Doelstellingen |
A – Wie schreef volgens de tekst over Albatross de muziek van dit nummer?
B – Hervat de tekst over Albatross vanaf het punt waar deze ophoudt.

Geëxtraheerde tekst |
Deel 65

Nummer: Albatross
Uitvoerende Artiest(en): Fleetwood Mac
Muziek: Peter Green
Jaar: 1968
Veronica Top 40: 2 (bij re-release in 1973)
Radio 2 Top 2000: 242


Soundbite:

(instrumentaal)


Volledige tekst: n.v.t.

Stukje luisteren? klik op de zwart-witradio

 


door: Frans ten Kleij

Bij het lezen van de recensie van Do the Strand van Roxy Music kreeg ik het even warm toen de re-release van de guitar instrumental Albatross in 1973 werd genoemd. Ik heb mijn naamgenoot al eeuwen gelden beloofd een stukje over deze opvallende instrumental te schrijven.

Waarom Albatross? Los van een eindeloze fascinatie mijnerzijds voor deze met een spanwijdte van 3,40 meter gezegende ocean wanderers vormt het nummer een vreemde eend in de gitaarbijt van de late sixties.

Aangeleverd materiaal |
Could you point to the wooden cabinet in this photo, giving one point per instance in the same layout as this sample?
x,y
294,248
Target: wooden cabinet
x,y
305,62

Verwachte antwoorden |
A – Peter Green.

B –
Eric Clapton gaf bij Cream gitaarsoli van 20 minuten of meer (hoewel dat aanvankelijk meer te maken had met een tekort aan repertoire dan met improvisatiedrift), Jimi Hendrix kon geluiden uit zijn Fender Stratocaster halen die ook door elektrisch gereedschap van DeWald kunnen worden voorgebracht en Pete Townshend sloeg dure Rickenbackers aan flenters tegen een 200 watt versterker waarvan het volume op 10 stond. Begrijpelijk dat in een tijd waarin bands werden beoordeeld op de snelheid, het volume en de extravaganza van hun gitarist een naar de Shadows neigende instrumental eigenlijk niet kon. Vraag me niet hoe maar Peter Green kwam er mee weg.

Peter Allen Greenbaum werd op 29 oktober 1946 in Oost Londen geboren. Zijn eerste grote muzikale voorbeeld was de zwaar bebrilde Shadows twanger Hank B. Marvin. Later kwamen daar blueshelden bij als Muddy Waters, B.B. King, Otis Rush, Elmore James en, wat dichter bij huis, Eric Clapton, op dat moment gitarist van John Mayall’s Bluesbreakers. Toen Eric Clapton deze band verliet om Cream te vormen, nam Peter Green, die sinds zijn vijftiende het “baum” van zijn achternaam wegliet, diens plaats in. Een bijna onmogelijke taak want half Londen stond in die tijd bol van de graffiti met de tekst “Clapton is God”.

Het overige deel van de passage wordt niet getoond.